■ KUTIPAN TEKS ■

"""

Ini kan pembenahan secara besar-besaran, kita yakin apa yang dikerjakan pasti akan membawa dampak, tetapi jangan sampai semaput semua. Kalau sampai semaput semua, itu bahaya.

Q : Bicara mengenai retail yang terus disandingkan dengan bisnis online. Pada akhir bulan ini menteri keuangan akan mengeluarkan peraturan pemerintah mengenai pajak untuk bisnis ekonomi digital atau e-commerce. Apakah ini akan membantu pengusaha retail Indonesia dengan adanya pajak untuk e-commerce?

A : Ini yang kami rindukan sebetulnya, aturan mainnya. Saya mengikuti pembahasan mengenai peraturan ini sudah 5 tahun, tidak pecah telur. Tapi belum jadi ya, ini baru niatan ya.

Kita harapkan dengan keberanian yang tinggi harus dikeluarkan. Saya akan ceritakan ini apa efeknya kalau tidak ada, sekali lagi kalau retail yang selama ini offline dan online itu penjualan pasti sama seperti yang ada di toko kami. Paling nama bervariasi tidak begitu berbeda.

Ada beberapa yang sudah terjadi, online web yang begitu hebat yang secara marketplace yang mereka begitu hebat promosinya, bahkan memberikan diskon secara besar-besaran dari nilai jualnya. Saya kira, yang jualnya siapa, yang punya webnya siapa?

"""

■ TUJUAN TUGAS ■
Tolong ketik ulang seluruh kutipan wawancara tentang ritel dan pajak e-commerce di atas tanpa mengubah apa pun.

■ KUMPULAN DATA ■
"""

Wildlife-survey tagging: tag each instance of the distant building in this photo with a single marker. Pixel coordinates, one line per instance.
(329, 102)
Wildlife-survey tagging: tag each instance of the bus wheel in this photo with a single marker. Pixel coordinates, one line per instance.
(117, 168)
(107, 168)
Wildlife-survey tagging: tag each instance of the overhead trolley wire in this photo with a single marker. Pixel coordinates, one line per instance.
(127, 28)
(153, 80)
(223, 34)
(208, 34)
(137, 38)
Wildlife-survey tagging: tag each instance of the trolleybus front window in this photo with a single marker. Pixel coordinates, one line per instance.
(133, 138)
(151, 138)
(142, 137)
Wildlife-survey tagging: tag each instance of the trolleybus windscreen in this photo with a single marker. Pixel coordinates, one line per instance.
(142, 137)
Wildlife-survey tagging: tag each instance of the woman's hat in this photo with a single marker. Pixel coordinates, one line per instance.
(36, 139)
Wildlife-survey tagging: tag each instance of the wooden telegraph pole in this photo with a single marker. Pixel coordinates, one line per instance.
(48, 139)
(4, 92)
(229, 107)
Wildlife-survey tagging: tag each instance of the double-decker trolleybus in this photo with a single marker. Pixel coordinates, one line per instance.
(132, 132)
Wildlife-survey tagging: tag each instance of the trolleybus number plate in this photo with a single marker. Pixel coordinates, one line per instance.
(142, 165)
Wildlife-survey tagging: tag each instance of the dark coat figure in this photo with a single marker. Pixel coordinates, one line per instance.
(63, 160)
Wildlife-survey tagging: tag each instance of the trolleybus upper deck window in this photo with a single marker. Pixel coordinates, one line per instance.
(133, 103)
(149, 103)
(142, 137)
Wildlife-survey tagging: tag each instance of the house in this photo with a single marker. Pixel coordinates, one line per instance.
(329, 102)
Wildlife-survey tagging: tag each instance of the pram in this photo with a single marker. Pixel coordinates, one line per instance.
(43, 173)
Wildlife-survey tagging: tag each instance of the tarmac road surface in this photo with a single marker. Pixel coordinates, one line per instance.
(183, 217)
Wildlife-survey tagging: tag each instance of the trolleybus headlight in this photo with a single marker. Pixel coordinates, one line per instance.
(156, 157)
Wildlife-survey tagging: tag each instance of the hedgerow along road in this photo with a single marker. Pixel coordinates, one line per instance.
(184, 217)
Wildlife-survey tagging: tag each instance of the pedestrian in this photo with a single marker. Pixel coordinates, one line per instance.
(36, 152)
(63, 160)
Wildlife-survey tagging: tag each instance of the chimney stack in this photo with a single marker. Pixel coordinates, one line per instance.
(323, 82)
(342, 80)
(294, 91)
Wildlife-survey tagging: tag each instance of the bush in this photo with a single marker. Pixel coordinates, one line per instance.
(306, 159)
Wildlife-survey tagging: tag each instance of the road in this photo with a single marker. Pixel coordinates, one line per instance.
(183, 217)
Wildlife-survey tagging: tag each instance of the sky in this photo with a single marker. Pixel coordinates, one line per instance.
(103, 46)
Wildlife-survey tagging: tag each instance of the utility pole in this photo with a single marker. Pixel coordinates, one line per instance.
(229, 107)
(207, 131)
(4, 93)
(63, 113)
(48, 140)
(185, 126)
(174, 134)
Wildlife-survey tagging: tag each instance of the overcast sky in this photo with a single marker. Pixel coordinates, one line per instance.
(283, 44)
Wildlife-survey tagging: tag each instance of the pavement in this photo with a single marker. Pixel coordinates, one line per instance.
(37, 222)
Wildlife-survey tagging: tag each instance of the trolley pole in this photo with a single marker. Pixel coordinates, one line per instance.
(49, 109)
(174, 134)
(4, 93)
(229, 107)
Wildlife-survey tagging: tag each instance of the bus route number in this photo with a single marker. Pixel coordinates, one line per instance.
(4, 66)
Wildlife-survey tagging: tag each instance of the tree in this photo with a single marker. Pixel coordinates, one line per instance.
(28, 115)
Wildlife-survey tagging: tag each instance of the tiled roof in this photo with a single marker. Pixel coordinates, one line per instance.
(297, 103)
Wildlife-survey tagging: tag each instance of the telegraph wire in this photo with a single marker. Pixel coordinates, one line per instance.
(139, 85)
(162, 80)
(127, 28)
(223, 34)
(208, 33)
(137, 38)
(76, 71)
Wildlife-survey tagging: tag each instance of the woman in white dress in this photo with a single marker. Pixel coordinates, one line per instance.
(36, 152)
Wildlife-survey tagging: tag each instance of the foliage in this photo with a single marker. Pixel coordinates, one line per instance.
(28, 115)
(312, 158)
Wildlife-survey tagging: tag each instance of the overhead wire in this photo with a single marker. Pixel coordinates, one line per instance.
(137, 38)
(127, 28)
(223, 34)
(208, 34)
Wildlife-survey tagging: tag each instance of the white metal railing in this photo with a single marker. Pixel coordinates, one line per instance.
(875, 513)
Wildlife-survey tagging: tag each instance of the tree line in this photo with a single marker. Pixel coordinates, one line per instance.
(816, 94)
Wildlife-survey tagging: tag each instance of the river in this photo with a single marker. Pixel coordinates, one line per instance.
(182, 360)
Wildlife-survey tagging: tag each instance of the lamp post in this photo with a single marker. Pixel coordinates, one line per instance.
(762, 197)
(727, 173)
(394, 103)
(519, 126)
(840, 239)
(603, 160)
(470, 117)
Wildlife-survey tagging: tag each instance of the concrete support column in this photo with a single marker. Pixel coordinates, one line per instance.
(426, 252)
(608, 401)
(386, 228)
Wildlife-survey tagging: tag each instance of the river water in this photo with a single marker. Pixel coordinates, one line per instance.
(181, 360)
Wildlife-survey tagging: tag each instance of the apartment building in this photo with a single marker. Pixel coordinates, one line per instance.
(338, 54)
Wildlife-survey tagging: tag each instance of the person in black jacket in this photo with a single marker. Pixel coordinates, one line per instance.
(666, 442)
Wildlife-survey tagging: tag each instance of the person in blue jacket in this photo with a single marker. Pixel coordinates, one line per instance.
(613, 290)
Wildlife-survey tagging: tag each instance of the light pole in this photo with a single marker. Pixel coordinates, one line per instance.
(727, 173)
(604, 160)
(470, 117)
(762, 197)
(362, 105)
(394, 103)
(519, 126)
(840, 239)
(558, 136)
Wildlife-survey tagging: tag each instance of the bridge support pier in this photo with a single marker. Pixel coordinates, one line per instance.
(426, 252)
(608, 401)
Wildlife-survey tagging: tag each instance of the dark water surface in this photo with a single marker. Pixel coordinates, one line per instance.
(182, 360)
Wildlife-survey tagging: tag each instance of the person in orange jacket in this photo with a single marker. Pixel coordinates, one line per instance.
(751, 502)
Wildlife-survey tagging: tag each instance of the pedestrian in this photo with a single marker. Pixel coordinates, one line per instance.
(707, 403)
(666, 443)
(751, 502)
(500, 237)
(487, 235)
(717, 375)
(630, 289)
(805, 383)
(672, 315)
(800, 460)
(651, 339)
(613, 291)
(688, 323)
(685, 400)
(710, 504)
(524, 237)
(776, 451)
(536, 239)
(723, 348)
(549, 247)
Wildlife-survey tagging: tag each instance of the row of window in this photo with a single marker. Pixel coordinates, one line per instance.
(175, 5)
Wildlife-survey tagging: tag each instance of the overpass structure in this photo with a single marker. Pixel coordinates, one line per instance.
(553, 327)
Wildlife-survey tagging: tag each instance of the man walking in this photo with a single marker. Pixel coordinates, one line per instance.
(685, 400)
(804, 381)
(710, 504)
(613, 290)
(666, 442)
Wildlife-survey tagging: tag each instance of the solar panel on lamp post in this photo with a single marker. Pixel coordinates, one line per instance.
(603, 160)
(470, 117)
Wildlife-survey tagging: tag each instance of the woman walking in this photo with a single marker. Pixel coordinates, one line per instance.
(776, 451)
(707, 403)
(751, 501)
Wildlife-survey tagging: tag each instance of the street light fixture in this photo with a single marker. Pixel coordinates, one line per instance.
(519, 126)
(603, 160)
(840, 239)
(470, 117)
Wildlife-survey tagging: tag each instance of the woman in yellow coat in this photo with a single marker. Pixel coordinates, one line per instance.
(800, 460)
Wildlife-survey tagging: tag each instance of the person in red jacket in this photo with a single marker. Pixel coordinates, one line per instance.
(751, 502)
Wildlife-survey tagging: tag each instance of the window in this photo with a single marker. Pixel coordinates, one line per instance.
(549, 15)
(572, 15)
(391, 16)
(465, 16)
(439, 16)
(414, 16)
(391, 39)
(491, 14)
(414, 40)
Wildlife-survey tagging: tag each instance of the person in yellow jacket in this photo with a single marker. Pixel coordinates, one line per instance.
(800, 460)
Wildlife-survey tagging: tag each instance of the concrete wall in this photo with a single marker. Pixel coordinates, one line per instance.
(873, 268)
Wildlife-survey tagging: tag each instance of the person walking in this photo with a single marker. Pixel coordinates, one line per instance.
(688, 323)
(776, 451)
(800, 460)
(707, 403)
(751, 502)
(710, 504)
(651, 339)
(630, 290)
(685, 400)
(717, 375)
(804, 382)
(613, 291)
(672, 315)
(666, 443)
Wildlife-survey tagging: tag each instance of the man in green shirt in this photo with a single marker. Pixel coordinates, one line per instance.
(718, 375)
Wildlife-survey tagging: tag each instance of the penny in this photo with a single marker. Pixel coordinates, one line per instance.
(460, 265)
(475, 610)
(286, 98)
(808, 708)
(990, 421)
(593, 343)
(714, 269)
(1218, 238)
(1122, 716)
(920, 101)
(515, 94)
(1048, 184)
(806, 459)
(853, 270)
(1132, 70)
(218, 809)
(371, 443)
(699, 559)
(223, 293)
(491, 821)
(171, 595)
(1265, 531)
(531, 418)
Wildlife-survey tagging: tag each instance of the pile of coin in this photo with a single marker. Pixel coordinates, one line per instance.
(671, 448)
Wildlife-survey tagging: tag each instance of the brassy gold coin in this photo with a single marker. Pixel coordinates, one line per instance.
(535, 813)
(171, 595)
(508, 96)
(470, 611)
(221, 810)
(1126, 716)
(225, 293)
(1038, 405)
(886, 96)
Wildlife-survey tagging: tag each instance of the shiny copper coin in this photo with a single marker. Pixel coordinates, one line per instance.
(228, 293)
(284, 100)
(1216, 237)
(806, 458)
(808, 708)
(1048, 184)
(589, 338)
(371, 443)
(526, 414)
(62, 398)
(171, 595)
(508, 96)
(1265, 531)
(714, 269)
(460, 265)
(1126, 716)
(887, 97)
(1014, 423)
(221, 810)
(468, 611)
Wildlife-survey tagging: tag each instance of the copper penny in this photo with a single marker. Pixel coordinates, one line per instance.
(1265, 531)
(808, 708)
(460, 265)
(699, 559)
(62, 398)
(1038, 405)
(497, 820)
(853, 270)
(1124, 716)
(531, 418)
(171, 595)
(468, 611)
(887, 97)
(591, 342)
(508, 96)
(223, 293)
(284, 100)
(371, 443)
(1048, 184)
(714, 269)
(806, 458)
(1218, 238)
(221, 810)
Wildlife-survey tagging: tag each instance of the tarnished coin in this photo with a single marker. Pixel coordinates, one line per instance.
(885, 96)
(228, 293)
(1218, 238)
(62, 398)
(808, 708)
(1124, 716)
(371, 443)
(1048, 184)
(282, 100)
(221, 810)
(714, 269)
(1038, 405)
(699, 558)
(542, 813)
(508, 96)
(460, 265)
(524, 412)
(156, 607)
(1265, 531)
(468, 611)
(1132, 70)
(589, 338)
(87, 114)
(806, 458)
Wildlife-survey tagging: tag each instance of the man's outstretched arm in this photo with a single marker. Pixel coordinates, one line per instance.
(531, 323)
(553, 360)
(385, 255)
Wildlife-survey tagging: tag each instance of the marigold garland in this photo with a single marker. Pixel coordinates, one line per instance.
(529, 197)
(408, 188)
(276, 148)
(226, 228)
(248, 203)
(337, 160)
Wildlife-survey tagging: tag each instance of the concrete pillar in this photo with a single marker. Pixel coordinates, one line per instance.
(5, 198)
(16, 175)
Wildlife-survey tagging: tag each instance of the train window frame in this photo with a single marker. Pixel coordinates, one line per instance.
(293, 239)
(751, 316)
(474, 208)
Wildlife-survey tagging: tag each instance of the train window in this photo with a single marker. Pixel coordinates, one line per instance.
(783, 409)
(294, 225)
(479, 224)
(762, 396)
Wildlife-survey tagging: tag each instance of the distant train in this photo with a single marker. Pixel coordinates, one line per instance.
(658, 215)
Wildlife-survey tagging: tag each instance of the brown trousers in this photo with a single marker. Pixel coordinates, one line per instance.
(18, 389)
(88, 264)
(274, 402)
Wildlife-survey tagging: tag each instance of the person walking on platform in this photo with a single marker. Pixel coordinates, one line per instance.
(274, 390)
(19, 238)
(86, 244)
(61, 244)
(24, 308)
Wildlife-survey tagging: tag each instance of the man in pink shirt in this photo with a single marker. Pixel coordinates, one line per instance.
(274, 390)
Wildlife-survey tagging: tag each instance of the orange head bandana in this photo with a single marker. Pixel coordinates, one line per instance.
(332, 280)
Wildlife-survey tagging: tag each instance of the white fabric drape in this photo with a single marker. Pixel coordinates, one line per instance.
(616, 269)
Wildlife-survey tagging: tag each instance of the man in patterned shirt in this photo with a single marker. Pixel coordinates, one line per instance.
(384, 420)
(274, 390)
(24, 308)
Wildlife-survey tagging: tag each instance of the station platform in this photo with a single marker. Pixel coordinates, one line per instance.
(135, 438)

"""

■ HASIL LATIHAN ■
Ini kan pembenahan secara besar-besaran, kita yakin apa yang dikerjakan pasti akan membawa dampak, tetapi jangan sampai semaput semua. Kalau sampai semaput semua, itu bahaya.

Q : Bicara mengenai retail yang terus disandingkan dengan bisnis online. Pada akhir bulan ini menteri keuangan akan mengeluarkan peraturan pemerintah mengenai pajak untuk bisnis ekonomi digital atau e-commerce. Apakah ini akan membantu pengusaha retail Indonesia dengan adanya pajak untuk e-commerce?

A : Ini yang kami rindukan sebetulnya, aturan mainnya. Saya mengikuti pembahasan mengenai peraturan ini sudah 5 tahun, tidak pecah telur. Tapi belum jadi ya, ini baru niatan ya.

Kita harapkan dengan keberanian yang tinggi harus dikeluarkan. Saya akan ceritakan ini apa efeknya kalau tidak ada, sekali lagi kalau retail yang selama ini offline dan online itu penjualan pasti sama seperti yang ada di toko kami. Paling nama bervariasi tidak begitu berbeda.

Ada beberapa yang sudah terjadi, online web yang begitu hebat yang secara marketplace yang mereka begitu hebat promosinya, bahkan memberikan diskon secara besar-besaran dari nilai jualnya. Saya kira, yang jualnya siapa, yang punya webnya siapa?